▶ INPUT ROWS:

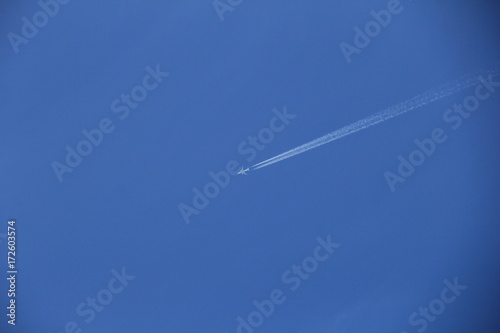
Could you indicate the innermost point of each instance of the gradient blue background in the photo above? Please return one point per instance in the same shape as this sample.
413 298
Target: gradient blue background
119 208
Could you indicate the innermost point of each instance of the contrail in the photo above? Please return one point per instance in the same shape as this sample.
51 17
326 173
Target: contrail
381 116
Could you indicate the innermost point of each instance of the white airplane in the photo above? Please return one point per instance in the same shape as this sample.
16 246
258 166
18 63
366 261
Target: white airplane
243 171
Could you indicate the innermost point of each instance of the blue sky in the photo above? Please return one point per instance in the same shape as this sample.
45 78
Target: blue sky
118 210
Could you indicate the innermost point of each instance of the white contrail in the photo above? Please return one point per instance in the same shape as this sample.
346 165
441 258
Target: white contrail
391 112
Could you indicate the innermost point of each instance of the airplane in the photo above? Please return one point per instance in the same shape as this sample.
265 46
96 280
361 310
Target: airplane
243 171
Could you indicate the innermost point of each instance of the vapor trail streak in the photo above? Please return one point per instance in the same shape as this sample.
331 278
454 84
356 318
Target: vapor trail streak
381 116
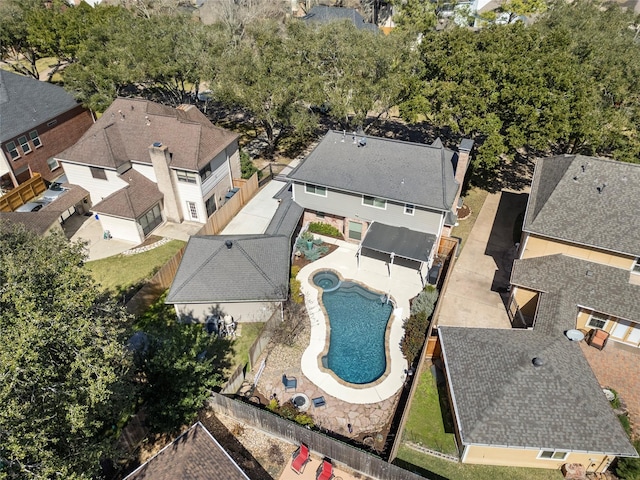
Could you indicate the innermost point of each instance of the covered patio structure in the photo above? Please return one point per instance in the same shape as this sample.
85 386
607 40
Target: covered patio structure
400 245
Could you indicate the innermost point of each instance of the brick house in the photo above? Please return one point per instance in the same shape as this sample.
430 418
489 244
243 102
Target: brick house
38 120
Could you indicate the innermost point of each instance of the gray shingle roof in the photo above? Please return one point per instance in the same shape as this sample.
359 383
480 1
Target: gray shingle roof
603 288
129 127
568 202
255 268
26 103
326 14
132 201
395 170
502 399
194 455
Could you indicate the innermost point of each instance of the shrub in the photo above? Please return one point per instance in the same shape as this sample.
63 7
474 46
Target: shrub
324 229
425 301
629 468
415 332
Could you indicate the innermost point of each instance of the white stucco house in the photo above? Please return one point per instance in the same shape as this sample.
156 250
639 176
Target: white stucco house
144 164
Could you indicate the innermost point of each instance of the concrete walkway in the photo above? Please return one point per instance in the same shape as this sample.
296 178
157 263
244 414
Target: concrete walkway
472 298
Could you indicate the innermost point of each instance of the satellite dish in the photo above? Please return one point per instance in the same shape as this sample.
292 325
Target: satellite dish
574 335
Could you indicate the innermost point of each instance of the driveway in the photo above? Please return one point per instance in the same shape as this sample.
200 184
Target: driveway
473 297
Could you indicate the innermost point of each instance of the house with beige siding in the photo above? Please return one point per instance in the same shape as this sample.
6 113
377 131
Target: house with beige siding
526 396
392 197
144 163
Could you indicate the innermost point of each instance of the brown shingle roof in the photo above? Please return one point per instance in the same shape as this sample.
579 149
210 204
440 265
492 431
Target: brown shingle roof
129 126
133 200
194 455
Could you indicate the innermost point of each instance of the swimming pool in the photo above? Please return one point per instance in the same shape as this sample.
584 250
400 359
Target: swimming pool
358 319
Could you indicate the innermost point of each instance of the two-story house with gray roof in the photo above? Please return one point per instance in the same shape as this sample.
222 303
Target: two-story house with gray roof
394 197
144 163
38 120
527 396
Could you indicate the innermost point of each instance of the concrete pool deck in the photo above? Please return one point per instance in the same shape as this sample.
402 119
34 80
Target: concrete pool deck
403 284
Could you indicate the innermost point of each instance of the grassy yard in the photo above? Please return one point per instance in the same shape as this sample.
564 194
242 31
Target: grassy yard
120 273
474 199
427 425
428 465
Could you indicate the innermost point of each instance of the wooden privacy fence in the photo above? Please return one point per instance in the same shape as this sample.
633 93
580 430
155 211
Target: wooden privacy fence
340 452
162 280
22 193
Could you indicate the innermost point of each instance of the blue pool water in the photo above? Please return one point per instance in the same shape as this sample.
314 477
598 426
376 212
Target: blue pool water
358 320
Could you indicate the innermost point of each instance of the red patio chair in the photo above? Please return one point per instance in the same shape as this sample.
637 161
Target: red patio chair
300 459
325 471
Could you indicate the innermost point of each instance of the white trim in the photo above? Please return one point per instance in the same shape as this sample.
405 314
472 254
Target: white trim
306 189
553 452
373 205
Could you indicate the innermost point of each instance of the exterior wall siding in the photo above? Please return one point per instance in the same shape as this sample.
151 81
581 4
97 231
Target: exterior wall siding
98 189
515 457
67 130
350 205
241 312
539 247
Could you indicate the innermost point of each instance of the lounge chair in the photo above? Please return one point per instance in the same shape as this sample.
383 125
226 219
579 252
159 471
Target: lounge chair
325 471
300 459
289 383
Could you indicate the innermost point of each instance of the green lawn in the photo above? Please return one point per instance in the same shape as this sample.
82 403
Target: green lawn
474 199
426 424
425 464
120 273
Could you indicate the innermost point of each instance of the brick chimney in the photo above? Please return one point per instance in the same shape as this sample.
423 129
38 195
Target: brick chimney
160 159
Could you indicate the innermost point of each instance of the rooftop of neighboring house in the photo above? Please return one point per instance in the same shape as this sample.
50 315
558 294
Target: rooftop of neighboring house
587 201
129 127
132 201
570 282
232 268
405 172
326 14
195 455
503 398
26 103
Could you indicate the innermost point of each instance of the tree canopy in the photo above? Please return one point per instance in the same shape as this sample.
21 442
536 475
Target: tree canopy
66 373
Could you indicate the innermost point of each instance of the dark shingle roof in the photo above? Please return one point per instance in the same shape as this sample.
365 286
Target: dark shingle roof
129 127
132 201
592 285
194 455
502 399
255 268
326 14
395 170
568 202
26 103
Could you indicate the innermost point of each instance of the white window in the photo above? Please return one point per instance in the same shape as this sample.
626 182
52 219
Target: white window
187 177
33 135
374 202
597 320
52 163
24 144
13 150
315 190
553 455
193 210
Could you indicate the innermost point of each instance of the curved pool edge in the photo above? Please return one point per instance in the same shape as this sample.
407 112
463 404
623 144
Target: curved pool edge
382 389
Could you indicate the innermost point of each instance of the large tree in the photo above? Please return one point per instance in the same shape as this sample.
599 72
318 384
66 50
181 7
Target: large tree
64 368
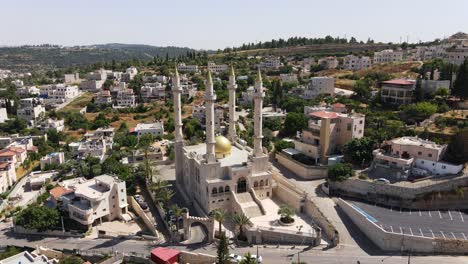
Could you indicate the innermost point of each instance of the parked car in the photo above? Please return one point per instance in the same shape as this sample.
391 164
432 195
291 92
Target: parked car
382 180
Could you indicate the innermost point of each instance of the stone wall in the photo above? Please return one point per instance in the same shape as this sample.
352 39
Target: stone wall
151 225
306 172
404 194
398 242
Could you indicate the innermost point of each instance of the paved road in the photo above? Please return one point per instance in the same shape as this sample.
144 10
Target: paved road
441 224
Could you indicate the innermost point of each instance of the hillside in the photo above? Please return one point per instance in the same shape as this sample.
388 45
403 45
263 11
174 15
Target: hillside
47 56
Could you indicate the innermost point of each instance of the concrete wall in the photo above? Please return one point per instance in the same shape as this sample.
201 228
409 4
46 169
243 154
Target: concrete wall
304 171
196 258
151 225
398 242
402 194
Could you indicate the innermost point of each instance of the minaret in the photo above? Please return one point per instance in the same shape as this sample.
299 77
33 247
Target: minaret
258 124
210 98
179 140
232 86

▶ PROBLEM TO WORK ON: Print out every entry above without changing a word, and leave out the pictures.

▶ TASK RESULT:
Could you indicate the innermost point of each instance of the gradient blue background in the photo above? Please return one point per instance in the same shape as this sample.
413 298
Target: gradient blue background
119 208
Could you indicate the innermost point of each instance of the contrail in the photo above? Please return one point per instance in the same shape as this sample.
51 17
326 173
Target: contrail
381 116
Could you indicate the innermost point of each instance of the white airplane in the photo above? Please return one point per instance in the same shape as this sample.
16 246
258 166
18 63
366 261
Target: white airplane
243 171
Could you indicate the innermost point of each instance of the blue sky in the photo above? Please return one point per instance in the same shape as this sample.
45 78
Target: blue sky
118 210
Could you indicate the innermost point of each instance of the white contrail in the photo above? Please return one point per instance in the same shape as this sample.
346 165
441 258
Target: white contrail
391 112
Could you indicate the innermost point of each instance of the airplane in the photo above? Please return one point per instance in the same shape as this sample.
265 46
96 280
361 310
Target: airplane
243 171
Could you indicate the innermost point of each instance of the vapor trail streak in the photo above? Please return one point per instance in the same shape as this sample.
331 278
454 84
356 318
Target: vapor trail streak
381 116
Could you indicate the innermost point of each instance of the covered patio structure in the photo above? Please return one point per instance in the same shape as this sample.
85 386
607 40
Target: covered patio structure
400 245
Could you indicate the innermost point of each instance of the brick house in the photo above? Please return one point per instance in the same shape as this sample.
430 418
489 244
243 102
Target: brick house
38 120
Could you indicate the innermost point of each instance of the gray shingle roof in the photo above? Please return one point per instance in the same shape as this sample.
359 383
480 1
Target: gray shingle roof
603 288
129 127
568 202
255 268
26 103
326 14
132 201
395 170
502 399
194 455
Could you indicate the innermost point of each instance of the shrub in the photo above? Please return one point per instance in the same shape as this sample.
63 7
474 46
Target: shrub
324 229
425 301
629 468
415 332
Could you indicate the innermost point of each instance of the white stucco house in the photo above? Please return one point per instance in the same shape as this sample.
156 250
639 176
Target: white stucco house
144 164
Could you indicate the innermost point of each instance of the concrete walkway in the photo above? Please return one point per instance in the same shape as this sample.
296 178
157 263
244 414
Target: concrete walkway
472 298
Could you indicate the innermost point of each instance of the satellite dish in the photo above? Please return one point per instance in the same shape as this sample.
292 325
Target: satellite dish
574 335
Could you indicate the innermost point of each instance of the driveway in the photo above? Please return one point per instance in the same shape as this sample.
200 184
Target: driveway
473 297
Could you indicate the innermost point of each instance of the house with beige siding in the photo above? Please return one point per instance in the same shape as this sample.
6 113
377 131
Target: house with beige siding
526 396
392 197
144 163
Could you indicate the innermost point of each instance of the brown shingle roof in the photo above? Please return one point per instance in the same shape as this sample.
579 149
210 204
440 265
492 431
Target: brown shingle roof
129 126
133 200
194 455
Could you indicate the innermost point of each instance of the swimming pool in the photo above? Please return one point per instance in the same shape as this sample.
584 250
400 359
Target: swimming pool
358 319
Could you indicate the innermost point of each instance of the two-story house with gray roof in the photo above? Please return one point per instance in the same shape as this sample.
222 303
Target: two-story house with gray roof
394 197
144 163
38 120
527 396
Could you indicate the innermost point of each instance of the concrete pool deck in the photo above? Please return one point per instance in the same shape as this sample.
402 119
34 80
Target: concrete pool deck
403 284
Could you indicate the innermost point of each instance of the grassy yard in the photo above? Please return one point per instance in the same shape as this sample.
564 194
242 31
Target: grassy yard
120 273
474 199
427 425
428 465
Could you indicate the innermost point of each instance of the wooden privacy fence in the photo above? Please return one point per instance in the same shape as this sample.
633 93
580 430
155 211
Target: wooden privacy fence
340 452
162 280
22 193
Could you indicate the innermost point of each instance of the blue pool water in the photo above? Please return one point per instance in the same shape as this sample.
314 477
598 426
376 212
Target: blue pool water
358 320
Could you indicate the innermost point of each instance of the red patio chair in the photo above? Please return one point per instance in the same shape as this sample.
637 161
Target: red patio chair
300 459
325 471
Could you indicate the innermost point of each instance of the white trim in the photo above? Please return one point per instance in the same shape as this sample.
405 314
472 254
Target: white trim
306 189
553 452
373 205
Could you indicate the innermost point of each instance of the exterior wall siding in the photo above? Please return one point per instance in the same shape as this sample.
151 81
581 4
97 231
Target: exterior wall siding
98 189
515 457
67 130
350 205
241 312
539 247
Could you indicate the innermost point of each instance of the lounge chair in the photo above? Please return one point per instance in the same shape as this sample.
383 125
226 219
579 252
159 471
Target: lounge chair
325 471
300 459
289 383
Could you indicate the innermost point of each instance of the green lawn in the photo above? Please return one point per instance in the same shape as this sample.
82 403
Target: green lawn
474 199
426 424
425 464
120 273
Could you indicate the innermost point of each instance of the brick chimney in the photo above? Please return one point per instance in the same shape as this sample.
423 129
38 195
Target: brick chimney
160 159
Could you indicate the innermost point of each instance of the rooftop of neighboring house in the photo above? Please return one point per instance in the same shape as this sample.
50 315
558 294
Target: rooftop of neighboring house
587 201
129 127
132 201
570 282
232 268
405 172
326 14
195 455
503 398
26 103
Could you indicate the innermost point of each instance of the tree canopy in the photo above? Please return one point per instance in the same shape as this sample.
21 442
536 475
Target: tree canopy
66 373
Could you indicate the innermost point of each instance of the dark shingle roof in the photo above? Please return one point per instance in the same shape as this sample.
365 286
Target: dark shingle roof
129 127
132 201
592 285
194 455
502 399
255 268
326 14
395 170
568 202
26 103
Could you indicate the innermost point of each instance of the white window in the photo above? Please return one point per instance in the same shape as this sample.
626 182
52 219
Target: white window
187 177
33 135
374 202
597 320
52 163
24 144
13 150
315 190
553 455
193 210
Could you indicate the innermost point of each instance of the curved pool edge in the photo above? Please return one point per instance in the same shape as this sample.
407 112
463 404
623 144
Target: curved pool edge
382 389
Could you indicate the innermost point of each instance of the large tree in the photo above? Please return one point per instance in the same shape as this sample.
599 72
318 384
66 50
181 7
Target: large tree
64 368
Could you indicate the innermost point of each instance of the parked car in the photo above? Please return one point per instance in the same shape as this sample.
391 164
432 195
291 92
Target: parked car
382 180
Could you indicate the innermost point of each instance of the stone wall in the photo above? Please return one point per instance in the same shape as this sample.
352 39
Target: stone wall
151 225
306 172
404 194
398 242
Could you indicate the innermost point of each instance of the paved road in the photo above? Please return one point per instance in the same shape as this sample.
144 10
Target: paved road
441 224
Could you indicate the innermost point of each instance of the hillside in the photo above? Please return one point per instance in the same shape as this sample.
388 45
403 45
263 11
174 15
Target: hillside
47 56
Could you indicate the innermost point of each instance of the concrete wall in the photo above? Please return one point per instance in the same shape as this sample.
201 228
409 4
46 169
243 154
Target: concrete wall
304 171
196 258
151 225
398 242
402 194
Could you indicate the innermost point of each instance of the minaret in the photo above? Please return one point per instance in the same shape as this sample.
299 77
33 247
Target: minaret
258 124
210 98
179 140
232 86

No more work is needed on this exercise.